[Entries taken from a collection]
------------------------------------

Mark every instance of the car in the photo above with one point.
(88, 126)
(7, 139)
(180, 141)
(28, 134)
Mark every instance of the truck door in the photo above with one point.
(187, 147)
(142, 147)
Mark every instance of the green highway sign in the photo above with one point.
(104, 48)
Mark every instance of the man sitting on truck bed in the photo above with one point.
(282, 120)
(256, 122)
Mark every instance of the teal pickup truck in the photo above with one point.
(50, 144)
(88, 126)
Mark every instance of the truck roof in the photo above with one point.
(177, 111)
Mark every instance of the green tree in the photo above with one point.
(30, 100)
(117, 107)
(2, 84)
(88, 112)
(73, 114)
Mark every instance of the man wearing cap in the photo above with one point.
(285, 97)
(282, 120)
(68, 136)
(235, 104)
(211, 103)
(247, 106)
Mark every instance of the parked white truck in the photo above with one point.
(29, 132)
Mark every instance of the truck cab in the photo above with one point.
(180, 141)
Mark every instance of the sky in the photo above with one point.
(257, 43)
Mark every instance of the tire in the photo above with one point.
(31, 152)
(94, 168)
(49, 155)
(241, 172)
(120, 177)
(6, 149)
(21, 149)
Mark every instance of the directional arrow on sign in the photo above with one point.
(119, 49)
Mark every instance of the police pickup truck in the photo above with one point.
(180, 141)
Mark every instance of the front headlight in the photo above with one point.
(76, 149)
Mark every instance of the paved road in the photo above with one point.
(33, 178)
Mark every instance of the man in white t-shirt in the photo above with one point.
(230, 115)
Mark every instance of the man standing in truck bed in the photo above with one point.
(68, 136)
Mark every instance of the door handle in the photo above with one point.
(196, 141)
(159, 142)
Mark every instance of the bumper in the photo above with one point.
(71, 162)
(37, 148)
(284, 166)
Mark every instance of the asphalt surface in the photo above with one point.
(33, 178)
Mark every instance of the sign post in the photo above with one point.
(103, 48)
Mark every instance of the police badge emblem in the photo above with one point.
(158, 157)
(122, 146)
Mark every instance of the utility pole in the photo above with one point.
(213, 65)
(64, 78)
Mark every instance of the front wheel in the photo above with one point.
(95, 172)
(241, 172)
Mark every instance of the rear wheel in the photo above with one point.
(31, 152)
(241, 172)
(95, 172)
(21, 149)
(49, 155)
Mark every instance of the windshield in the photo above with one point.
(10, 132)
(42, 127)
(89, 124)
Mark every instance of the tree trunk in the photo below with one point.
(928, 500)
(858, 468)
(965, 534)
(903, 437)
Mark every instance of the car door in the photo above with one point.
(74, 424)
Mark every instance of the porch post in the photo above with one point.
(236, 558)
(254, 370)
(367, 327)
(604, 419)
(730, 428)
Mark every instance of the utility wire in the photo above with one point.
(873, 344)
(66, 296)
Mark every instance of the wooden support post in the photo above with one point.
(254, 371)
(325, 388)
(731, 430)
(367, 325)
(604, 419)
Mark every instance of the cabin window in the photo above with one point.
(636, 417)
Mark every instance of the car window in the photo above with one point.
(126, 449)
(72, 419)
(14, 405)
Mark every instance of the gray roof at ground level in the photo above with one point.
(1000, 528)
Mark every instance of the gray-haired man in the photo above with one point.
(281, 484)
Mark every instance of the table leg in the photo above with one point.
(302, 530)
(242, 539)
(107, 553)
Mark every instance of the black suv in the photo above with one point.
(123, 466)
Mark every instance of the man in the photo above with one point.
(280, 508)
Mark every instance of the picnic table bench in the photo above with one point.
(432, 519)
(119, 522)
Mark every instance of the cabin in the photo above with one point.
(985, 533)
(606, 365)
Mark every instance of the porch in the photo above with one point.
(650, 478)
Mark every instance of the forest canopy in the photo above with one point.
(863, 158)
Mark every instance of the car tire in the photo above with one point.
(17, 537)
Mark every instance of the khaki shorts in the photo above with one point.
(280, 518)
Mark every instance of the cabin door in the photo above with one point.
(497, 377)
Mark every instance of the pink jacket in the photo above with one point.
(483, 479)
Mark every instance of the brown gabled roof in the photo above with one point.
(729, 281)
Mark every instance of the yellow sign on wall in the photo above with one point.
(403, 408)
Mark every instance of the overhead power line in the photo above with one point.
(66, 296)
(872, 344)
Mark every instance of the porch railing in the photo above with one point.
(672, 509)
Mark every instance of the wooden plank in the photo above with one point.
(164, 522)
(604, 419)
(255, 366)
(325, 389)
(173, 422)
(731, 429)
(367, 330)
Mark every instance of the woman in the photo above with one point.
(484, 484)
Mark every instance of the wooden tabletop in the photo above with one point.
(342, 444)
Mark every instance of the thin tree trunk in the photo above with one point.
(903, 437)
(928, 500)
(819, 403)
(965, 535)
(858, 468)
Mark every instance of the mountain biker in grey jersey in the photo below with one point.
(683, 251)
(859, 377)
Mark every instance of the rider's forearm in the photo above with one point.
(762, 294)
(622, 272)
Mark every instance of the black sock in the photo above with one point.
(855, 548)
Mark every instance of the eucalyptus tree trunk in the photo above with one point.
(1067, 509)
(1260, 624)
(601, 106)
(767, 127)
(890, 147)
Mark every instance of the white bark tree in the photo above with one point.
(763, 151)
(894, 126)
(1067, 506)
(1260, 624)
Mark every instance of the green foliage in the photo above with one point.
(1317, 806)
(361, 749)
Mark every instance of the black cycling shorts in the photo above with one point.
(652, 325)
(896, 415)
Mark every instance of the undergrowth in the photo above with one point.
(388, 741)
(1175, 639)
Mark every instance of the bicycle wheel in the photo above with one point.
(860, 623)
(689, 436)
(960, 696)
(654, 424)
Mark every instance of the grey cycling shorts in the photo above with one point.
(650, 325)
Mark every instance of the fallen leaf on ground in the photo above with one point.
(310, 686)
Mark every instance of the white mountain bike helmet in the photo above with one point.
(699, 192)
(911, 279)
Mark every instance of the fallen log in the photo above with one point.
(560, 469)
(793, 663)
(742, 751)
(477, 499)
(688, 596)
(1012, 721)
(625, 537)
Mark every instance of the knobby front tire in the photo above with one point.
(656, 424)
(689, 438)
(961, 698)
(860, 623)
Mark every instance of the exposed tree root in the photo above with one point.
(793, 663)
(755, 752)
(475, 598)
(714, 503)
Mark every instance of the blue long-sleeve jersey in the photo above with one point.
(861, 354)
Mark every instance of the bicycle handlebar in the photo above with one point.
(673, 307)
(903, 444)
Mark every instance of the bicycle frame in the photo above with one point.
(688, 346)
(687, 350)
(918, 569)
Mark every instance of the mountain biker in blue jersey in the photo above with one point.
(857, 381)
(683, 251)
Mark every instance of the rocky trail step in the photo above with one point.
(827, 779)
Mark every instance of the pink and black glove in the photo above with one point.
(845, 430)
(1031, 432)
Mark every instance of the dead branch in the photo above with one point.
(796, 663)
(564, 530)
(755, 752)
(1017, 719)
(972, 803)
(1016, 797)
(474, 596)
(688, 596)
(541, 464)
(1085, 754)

------------------------------------

### [Problem to work on]
Retype all the records, matching them exactly.

### [Complete response]
Mark every instance of the car in the photo above with one point.
(88, 126)
(7, 139)
(180, 141)
(28, 134)
Mark every instance of the truck door in the photo above with one point.
(187, 147)
(142, 147)
Mark every instance of the green highway sign in the photo above with one point.
(104, 48)
Mark every instance of the man sitting on truck bed in the photo above with one point.
(282, 120)
(256, 122)
Mark every instance of the teal pickup truck in the photo above with one point.
(50, 144)
(88, 126)
Mark every instance of the truck roof in the photo above with one point.
(177, 111)
Mark every instance of the green tree in the photo above with one point.
(30, 100)
(117, 107)
(2, 84)
(88, 112)
(73, 114)
Mark every instance of the man wearing cap in the photo above with one point.
(285, 97)
(282, 120)
(68, 136)
(235, 104)
(211, 103)
(247, 106)
Mark every instance of the parked white truck in the photo above with one point.
(29, 132)
Mark every instance of the truck cab in the photo above with one point.
(180, 141)
Mark every instance of the sky in the photo above with one point.
(257, 43)
Mark every instance of the tire in the photo above with one point.
(31, 152)
(94, 168)
(49, 155)
(241, 172)
(120, 177)
(6, 149)
(21, 149)
Mark every instance of the directional arrow on sign in the photo above with one point.
(119, 49)
Mark every instance of the police pickup truck in the photo above with one point.
(180, 141)
Mark every instance of the front headlight in the photo above with one point.
(76, 149)
Mark every instance of the paved road in the photo above with one point.
(33, 178)
Mark every instance of the man in white t-shirt in the photo above with one point.
(230, 115)
Mark every instance of the man standing in truck bed in the photo above with one point.
(68, 136)
Mark every instance of the door handle in the photo above with one point.
(196, 141)
(159, 142)
Mark every instance of the bumper in the photo above with one point.
(71, 162)
(37, 148)
(284, 166)
Mark every instance of the asphalt surface in the photo above with one point.
(33, 178)
Mark every instance of the sign post in the photo above with one point.
(103, 48)
Mark every instance of the police badge emblem in the photo above with one point.
(158, 157)
(122, 146)
Mark every instance of the utility pole in the photo above with one point.
(213, 65)
(64, 78)
Mark every instance of the front wheel in the photo above with one point.
(95, 172)
(241, 172)
Mark every instance of the rear wheel in the photo above with one point.
(31, 152)
(241, 172)
(95, 172)
(21, 149)
(49, 155)
Mark every instance of the windshield in the photo above with one point.
(10, 132)
(42, 127)
(89, 124)
Mark every instance of the tree trunk in the photo below with one point.
(928, 500)
(858, 468)
(965, 534)
(903, 437)
Mark every instance of the car door in the photo above with one point.
(74, 424)
Mark every instance of the porch post in the photo above with one point.
(236, 558)
(254, 370)
(367, 327)
(604, 419)
(730, 428)
Mark every instance of the utility wire in the photo above with one point.
(873, 344)
(66, 296)
Mark every instance of the wooden support post in the photo above with one point.
(254, 371)
(325, 388)
(731, 430)
(367, 325)
(604, 419)
Mark every instance of the cabin window in the photo above with one point.
(636, 417)
Mark every instance of the car window in the photo above with one point.
(126, 449)
(72, 419)
(14, 405)
Mark every instance of the gray roof at ground level in the photo above with one point.
(1000, 528)
Mark every instance of the gray-haired man in the photo above with one point.
(281, 484)
Mark every instance of the table leg in the photo above with one point.
(302, 530)
(242, 539)
(107, 553)
Mark every instance of the black suv in the photo above with one point.
(123, 466)
Mark every instance of the man in the photo above with one point.
(280, 508)
Mark every instance of the picnic table bench in the photo above with one point.
(432, 519)
(119, 522)
Mark every instance of the cabin in the photo above with one point.
(985, 533)
(606, 365)
Mark every instance of the porch in the photo above with one point.
(650, 478)
Mark every instance of the forest canopy in the photo above with one point.
(863, 158)
Mark every instance of the car tire in the photo above with one point.
(17, 537)
Mark every instance of the khaki shorts in the photo above with one point.
(280, 518)
Mark every instance of the cabin door in the photo above with one point.
(497, 377)
Mark every instance of the pink jacket in the photo above with one point.
(483, 479)
Mark every instance of the brown gabled roof in the photo above with one point.
(729, 281)
Mark every instance of the yellow sign on wall in the photo above with one point.
(403, 408)
Mark every instance of the overhead power line in the photo above with one point.
(66, 296)
(872, 344)
Mark every instance of the porch railing in the photo above with one point.
(672, 509)
Mark every instance of the wooden plank in the photo above with one point.
(164, 522)
(604, 419)
(255, 366)
(325, 389)
(173, 422)
(731, 429)
(367, 330)
Mark every instance of the woman in the photo above with one point.
(484, 484)
Mark every instance of the wooden tabletop in the photo above with one point.
(342, 444)
Mark every instance of the thin tree trunk in the photo above with one point.
(903, 437)
(928, 500)
(819, 403)
(965, 535)
(858, 468)
Mark every instance of the mountain biker in grey jersey in the photo below with one point.
(683, 251)
(859, 377)
Mark every instance of the rider's forearm in the photo above with one point.
(762, 294)
(622, 272)
Mark every instance of the black sock in the photo above with one point.
(855, 548)
Mark every instance of the eucalyptus tree trunk in the photo above with one point.
(1067, 509)
(1260, 624)
(601, 106)
(767, 127)
(890, 147)
Mark every instance of the white bark tree in the photo above with one point.
(763, 151)
(894, 126)
(1067, 506)
(1260, 624)
Mark every instance of the green foliage in the photo above with one point.
(1317, 806)
(361, 749)
Mark every instance of the black cycling shorts in the photo above with one point.
(652, 325)
(896, 415)
Mark every instance of the undergrowth in the photo above with one point.
(388, 741)
(1175, 639)
Mark every instance of the bicycle wheel in the photo above with one point.
(860, 623)
(689, 436)
(960, 696)
(654, 424)
Mark every instance of the grey cycling shorts in the photo above with one point.
(650, 325)
Mark every instance of the fallen leaf on ground in the photo above with one point.
(310, 686)
Mark every instance of the white mountain bike helmet in the photo above with one point.
(699, 192)
(911, 279)
Mark every instance of the fallen log in the photo above with one point.
(560, 469)
(793, 663)
(742, 751)
(477, 499)
(688, 596)
(1012, 721)
(625, 537)
Mark every instance of the knobby front tire in the photo above with one point.
(656, 424)
(689, 438)
(961, 698)
(860, 623)
Mark every instance of the exposed tree root in the photo above with one point.
(793, 663)
(755, 752)
(475, 598)
(714, 503)
Mark every instance of the blue long-sleeve jersey in the photo above with one point.
(861, 354)
Mark every instance of the bicycle handlebar in the photo above with one point.
(673, 307)
(903, 444)
Mark every instance of the bicycle frame in the photo above with one point.
(688, 346)
(687, 350)
(918, 569)
Mark every instance of the mountain biker in blue jersey in the photo above with one point.
(857, 381)
(683, 251)
Mark every instance of the rocky trail step in the photo above with one point.
(827, 779)
Mark every instance of the pink and black glove in the photo above with one point.
(845, 430)
(1031, 432)
Mark every instance of the dead branch in the photo above with one point.
(796, 663)
(564, 530)
(755, 752)
(1017, 719)
(972, 803)
(1016, 797)
(474, 596)
(688, 596)
(541, 464)
(1085, 754)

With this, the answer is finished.